It was a big challenge for supervising stunt coordinator Cory DeMeyers (Rebel Ridge) and his stunt team. While he had never worked on a jetpack sequence before, his wirework experience as a stuntman and time spent shooting a similar (but ultimately reshot) sequence in Netflix’s Project Power made him confident in what to do. Along with director Jody Hill and VFX supervisor Bruce Branit, the first step: sitting down with a bunch of G.I. Joes and choreographing the sequence with the toy soldiers.
“It [helped us] come up with the concept of like, OK, how are we going to do this?” DeMeyers told Polygon. “What is the actual performance? Are they rising together? Opposite, spinning, changing position?”
After briefly considering using real jetpacks (“more trouble than it was worth”) and green screens (“not the vibe”), the team settled on a classic, but taxing practical stunt approach: 13 different wire rigs, two high-speed winches from a team that works with Cirque du Soleil, old school hand-operated stunt lines, and over 7,000 feet of tech line weaved around the 100-foot-tall coliseum. In all, DeMeyers and his team had three weeks of rigging, testing, and rehearsing — a blessing in the fast-paced world of television shooting.
“I do not know how I got our [Unit Production Manager] and our line producer to agree to that,” DeMeyers says. “In television, it never really feels like you have enough time. But [the Gemstones team] are trying to give you as much time as they can while still allowing every other department to put as much on screen as possible. They’re very much about making sure everybody has what they need to be successful.”
The Civil War battle from the first episode helped DeMeyers execute within the time he had — the two sequences were shot “back-to-back, with a couple of days in between.” That meant he could bring the rigging team to Charleston early to help with some of that sequence, before sending them to the coliseum to get started scouting and wiring the place. But the design of the coliseum itself — and the necessities for filming an evangelical extravaganza there — posed its own problems.

*Dataset:*
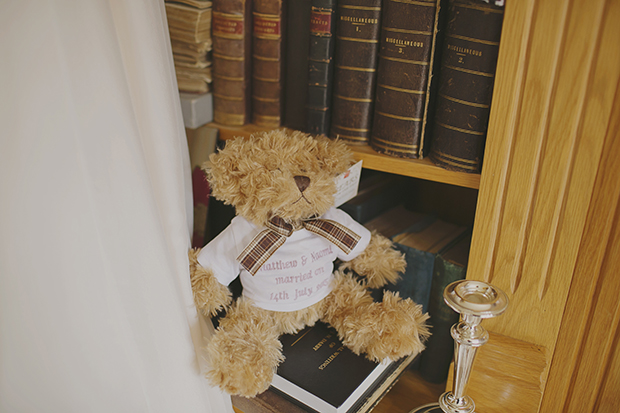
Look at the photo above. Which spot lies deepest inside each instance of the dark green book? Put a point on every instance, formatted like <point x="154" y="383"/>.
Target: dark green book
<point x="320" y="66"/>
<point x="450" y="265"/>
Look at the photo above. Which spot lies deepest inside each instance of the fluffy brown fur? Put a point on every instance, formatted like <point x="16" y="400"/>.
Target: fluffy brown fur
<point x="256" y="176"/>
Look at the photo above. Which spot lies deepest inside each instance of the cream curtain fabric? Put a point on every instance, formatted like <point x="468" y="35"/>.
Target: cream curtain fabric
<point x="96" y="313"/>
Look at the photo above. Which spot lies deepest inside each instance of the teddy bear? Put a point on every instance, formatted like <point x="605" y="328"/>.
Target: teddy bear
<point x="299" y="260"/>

*List of tasks:*
(a) Answer from the jetpack stunt text:
(i) What toys were used to choreograph the sequence?
(ii) How many different wire rigs did the team use?
(iii) How many weeks did DeMeyers and his team have for rigging, testing, and rehearsing?
(b) Change "instance" to "occurrence" in the records, from the line with "of the fluffy" through the end of the records. Write out only those lines, with everything else left unchanged.
The jetpack stunt text and the records are separate, unrelated material.

*Solutions:*
(a)
(i) G.I. Joes
(ii) 13
(iii) Three

(b)
Look at the photo above. Which spot lies deepest inside each occurrence of the fluffy brown fur? Put a point on every occurrence, formatted like <point x="16" y="400"/>.
Target: fluffy brown fur
<point x="256" y="176"/>
Look at the photo above. Which spot lies deepest inside each occurrence of the cream curtain fabric? Put a point on every occurrence, formatted like <point x="468" y="35"/>.
Target: cream curtain fabric
<point x="96" y="313"/>
Look at the photo above. Which spot lies deepest inside each occurrence of the teddy bear? Put a point on every occurrence, formatted like <point x="605" y="328"/>.
Target: teddy bear
<point x="299" y="260"/>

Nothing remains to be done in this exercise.